Instructions for the task:
Copy out every line of text in the entries below, word for word, and leave out the pictures.

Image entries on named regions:
** Start **

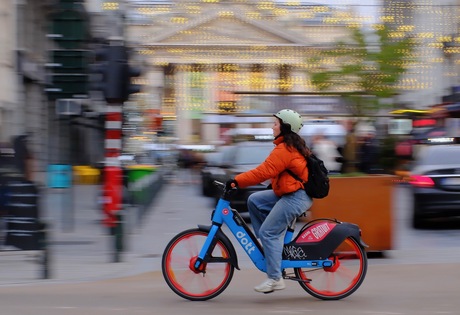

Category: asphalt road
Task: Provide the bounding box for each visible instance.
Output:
[0,186,460,315]
[0,264,460,315]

** End **

Finished task:
Category: asphalt road
Task: Provide the bounding box for each visible instance.
Output:
[0,186,460,315]
[0,264,460,315]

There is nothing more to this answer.